What you need to do >> Every line of the data must be set down exactly as shown.

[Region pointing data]

◇ ◇ ◇ ◇ ◇

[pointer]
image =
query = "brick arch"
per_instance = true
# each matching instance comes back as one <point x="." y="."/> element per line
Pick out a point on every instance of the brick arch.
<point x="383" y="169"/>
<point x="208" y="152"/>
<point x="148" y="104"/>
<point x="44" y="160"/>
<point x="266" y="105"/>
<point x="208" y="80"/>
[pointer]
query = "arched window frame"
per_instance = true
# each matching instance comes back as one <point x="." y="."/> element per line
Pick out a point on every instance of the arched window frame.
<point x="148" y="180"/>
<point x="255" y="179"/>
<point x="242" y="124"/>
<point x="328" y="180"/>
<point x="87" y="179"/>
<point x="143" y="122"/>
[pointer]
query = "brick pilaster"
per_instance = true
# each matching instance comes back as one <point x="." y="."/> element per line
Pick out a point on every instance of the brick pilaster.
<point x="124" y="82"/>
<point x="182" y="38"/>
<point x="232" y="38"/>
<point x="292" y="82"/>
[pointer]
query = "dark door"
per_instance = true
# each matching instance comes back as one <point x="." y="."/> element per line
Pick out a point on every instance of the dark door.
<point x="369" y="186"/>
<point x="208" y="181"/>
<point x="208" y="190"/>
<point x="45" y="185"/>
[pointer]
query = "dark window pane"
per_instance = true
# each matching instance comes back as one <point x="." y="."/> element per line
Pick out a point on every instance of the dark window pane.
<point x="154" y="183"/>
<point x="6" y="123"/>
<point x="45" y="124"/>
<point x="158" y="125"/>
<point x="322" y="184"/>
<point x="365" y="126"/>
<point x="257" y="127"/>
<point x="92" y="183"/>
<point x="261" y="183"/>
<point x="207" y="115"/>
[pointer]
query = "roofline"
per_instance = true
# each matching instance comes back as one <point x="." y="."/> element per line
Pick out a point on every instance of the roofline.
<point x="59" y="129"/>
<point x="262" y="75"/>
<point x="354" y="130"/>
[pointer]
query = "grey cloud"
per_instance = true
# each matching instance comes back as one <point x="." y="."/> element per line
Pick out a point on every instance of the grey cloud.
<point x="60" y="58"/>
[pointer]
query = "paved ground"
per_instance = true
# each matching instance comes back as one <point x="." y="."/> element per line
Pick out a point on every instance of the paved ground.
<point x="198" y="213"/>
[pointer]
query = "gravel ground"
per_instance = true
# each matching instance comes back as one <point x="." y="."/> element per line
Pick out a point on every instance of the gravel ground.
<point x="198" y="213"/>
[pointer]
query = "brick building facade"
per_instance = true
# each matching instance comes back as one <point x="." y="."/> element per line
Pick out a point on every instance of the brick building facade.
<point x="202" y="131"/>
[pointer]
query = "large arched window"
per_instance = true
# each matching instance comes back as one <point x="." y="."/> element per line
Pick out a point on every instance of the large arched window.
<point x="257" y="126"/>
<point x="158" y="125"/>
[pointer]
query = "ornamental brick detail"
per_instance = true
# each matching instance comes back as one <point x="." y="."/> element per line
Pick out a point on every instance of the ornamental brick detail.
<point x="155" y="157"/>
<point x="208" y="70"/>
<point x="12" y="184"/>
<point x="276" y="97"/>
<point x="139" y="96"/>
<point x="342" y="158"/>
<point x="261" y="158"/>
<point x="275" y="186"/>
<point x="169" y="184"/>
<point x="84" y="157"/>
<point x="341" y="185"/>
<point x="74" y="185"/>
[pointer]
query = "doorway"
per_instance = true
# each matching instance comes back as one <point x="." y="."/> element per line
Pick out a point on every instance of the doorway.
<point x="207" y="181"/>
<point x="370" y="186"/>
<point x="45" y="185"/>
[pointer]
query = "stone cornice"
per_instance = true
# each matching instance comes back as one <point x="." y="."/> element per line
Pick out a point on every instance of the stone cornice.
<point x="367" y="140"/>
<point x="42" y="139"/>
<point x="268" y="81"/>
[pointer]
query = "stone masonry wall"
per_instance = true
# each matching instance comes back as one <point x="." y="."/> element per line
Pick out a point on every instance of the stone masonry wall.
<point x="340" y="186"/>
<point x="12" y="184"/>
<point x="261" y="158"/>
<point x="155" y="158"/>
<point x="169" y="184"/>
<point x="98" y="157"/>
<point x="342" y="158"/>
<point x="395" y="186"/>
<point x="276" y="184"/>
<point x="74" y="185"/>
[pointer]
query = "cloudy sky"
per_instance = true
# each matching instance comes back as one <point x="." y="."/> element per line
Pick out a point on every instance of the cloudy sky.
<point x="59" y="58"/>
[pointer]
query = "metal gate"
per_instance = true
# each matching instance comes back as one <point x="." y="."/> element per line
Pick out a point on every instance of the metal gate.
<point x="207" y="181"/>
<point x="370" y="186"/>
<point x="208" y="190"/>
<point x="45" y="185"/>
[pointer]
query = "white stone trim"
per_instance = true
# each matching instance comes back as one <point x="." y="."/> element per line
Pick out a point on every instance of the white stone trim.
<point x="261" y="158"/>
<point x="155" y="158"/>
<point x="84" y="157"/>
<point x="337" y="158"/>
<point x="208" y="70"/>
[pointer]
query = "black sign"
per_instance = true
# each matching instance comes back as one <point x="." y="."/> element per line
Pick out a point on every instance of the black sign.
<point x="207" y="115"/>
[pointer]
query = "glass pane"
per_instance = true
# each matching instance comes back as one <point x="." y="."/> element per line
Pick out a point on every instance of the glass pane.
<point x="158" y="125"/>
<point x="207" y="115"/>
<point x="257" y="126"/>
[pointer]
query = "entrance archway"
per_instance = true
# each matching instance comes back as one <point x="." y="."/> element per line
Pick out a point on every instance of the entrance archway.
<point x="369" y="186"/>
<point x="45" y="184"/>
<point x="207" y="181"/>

◇ ◇ ◇ ◇ ◇

Task answer >>
[pointer]
image =
query = "brick arch"
per_instance = true
# each matching instance comes back as one <point x="." y="."/> element per line
Pick out a point on every instance of the brick arch.
<point x="383" y="169"/>
<point x="208" y="152"/>
<point x="148" y="104"/>
<point x="44" y="160"/>
<point x="266" y="105"/>
<point x="208" y="80"/>
[pointer]
query = "arched window frame"
per_instance = true
# each matching instance comes back as one <point x="." y="."/> element per line
Pick out a point on every instance of the arched window frame.
<point x="148" y="180"/>
<point x="255" y="179"/>
<point x="242" y="124"/>
<point x="328" y="180"/>
<point x="87" y="179"/>
<point x="143" y="122"/>
[pointer]
query = "brick pilaster"
per_instance = true
# each matching instance comes back as one <point x="." y="."/> element per line
Pick out a point on every instance of the brick pilaster.
<point x="124" y="82"/>
<point x="182" y="38"/>
<point x="232" y="38"/>
<point x="292" y="82"/>
[pointer]
query = "dark door"
per_instance = true
# each matching instance comes back as one <point x="." y="."/> element per line
Pick out a point on every instance of the dark door.
<point x="369" y="186"/>
<point x="208" y="181"/>
<point x="208" y="190"/>
<point x="45" y="185"/>
[pointer]
query = "dark window pane"
per_instance = true
# each matching instance comes back as one <point x="." y="."/> element per line
Pick out a point on every instance of the dark window pane.
<point x="154" y="183"/>
<point x="6" y="123"/>
<point x="45" y="124"/>
<point x="158" y="125"/>
<point x="322" y="184"/>
<point x="365" y="126"/>
<point x="257" y="127"/>
<point x="92" y="183"/>
<point x="261" y="183"/>
<point x="207" y="115"/>
[pointer]
query = "roofline"
per_instance = true
# each matching instance comes back as one <point x="." y="."/> element per line
Pick out a point on every instance of the roofline.
<point x="59" y="129"/>
<point x="262" y="75"/>
<point x="354" y="130"/>
[pointer]
query = "grey cloud"
per_instance = true
# each matching instance comes back as one <point x="." y="."/> element per line
Pick out a point on every instance of the grey cloud.
<point x="60" y="58"/>
[pointer]
query = "paved ground"
per_instance = true
# each matching instance comes back as one <point x="." y="."/> element per line
Pick out a point on every instance of the paved ground.
<point x="198" y="213"/>
[pointer]
query = "gravel ground"
per_instance = true
# each matching instance comes back as one <point x="." y="."/> element per line
Pick out a point on every instance of the gravel ground.
<point x="198" y="213"/>
[pointer]
query = "brick building facade"
per_instance = true
# each matching instance comes back as one <point x="." y="."/> element per line
Pick out a point on every instance of the brick building facade.
<point x="202" y="131"/>
[pointer]
query = "large arched window"
per_instance = true
# each matching instance comes back as one <point x="." y="."/> element per line
Pick out a point on every instance of the large arched window.
<point x="257" y="126"/>
<point x="158" y="125"/>
[pointer]
query = "ornamental brick detail"
per_instance = true
# each matching instance comes back as one <point x="." y="."/> element per line
Pick out a point on every instance of the ornamental brick detail.
<point x="155" y="157"/>
<point x="208" y="70"/>
<point x="12" y="184"/>
<point x="276" y="97"/>
<point x="139" y="96"/>
<point x="342" y="158"/>
<point x="261" y="158"/>
<point x="275" y="186"/>
<point x="169" y="184"/>
<point x="84" y="157"/>
<point x="341" y="185"/>
<point x="74" y="185"/>
[pointer]
query = "doorway"
per_instance = true
# each matching instance comes back as one <point x="." y="."/> element per line
Pick out a point on every instance of the doorway.
<point x="207" y="181"/>
<point x="370" y="186"/>
<point x="45" y="185"/>
[pointer]
query = "stone cornice"
per_instance = true
# each matching instance comes back as one <point x="." y="."/> element per line
Pick out a point on every instance of the stone cornice.
<point x="367" y="140"/>
<point x="42" y="139"/>
<point x="268" y="81"/>
[pointer]
query = "stone masonry wall"
per_instance = true
# each matching instance comes back as one <point x="." y="."/> element per line
Pick out a point on every instance of the stone masonry wall.
<point x="340" y="186"/>
<point x="12" y="184"/>
<point x="261" y="158"/>
<point x="155" y="158"/>
<point x="169" y="184"/>
<point x="98" y="157"/>
<point x="342" y="158"/>
<point x="395" y="186"/>
<point x="276" y="184"/>
<point x="74" y="185"/>
[pointer]
query = "cloudy sky"
per_instance = true
# each matching instance comes back as one <point x="." y="."/> element per line
Pick out a point on every instance of the cloudy sky.
<point x="59" y="58"/>
[pointer]
query = "metal gate"
per_instance = true
# each matching instance comes back as one <point x="." y="."/> element per line
Pick out a point on every instance of the metal gate.
<point x="207" y="181"/>
<point x="370" y="186"/>
<point x="208" y="190"/>
<point x="45" y="185"/>
[pointer]
query = "white stone trim"
per_instance = true
# each matching instance comes back as one <point x="." y="."/> element per line
Pick out a point on every instance of the white stone trim.
<point x="261" y="158"/>
<point x="155" y="158"/>
<point x="84" y="157"/>
<point x="337" y="158"/>
<point x="208" y="70"/>
[pointer]
query = "black sign"
per_instance = true
# each matching instance comes back as one <point x="." y="."/> element per line
Pick out a point on every instance of the black sign.
<point x="207" y="115"/>
[pointer]
query = "glass pane"
per_instance = true
# each matching instance comes back as one <point x="." y="."/> element per line
Pick out a point on every instance of the glass pane.
<point x="158" y="125"/>
<point x="207" y="115"/>
<point x="257" y="126"/>
[pointer]
query = "entrance archway"
per_instance = true
# each matching instance comes back as one <point x="." y="."/> element per line
Pick out a point on every instance of the entrance archway.
<point x="369" y="186"/>
<point x="45" y="184"/>
<point x="207" y="181"/>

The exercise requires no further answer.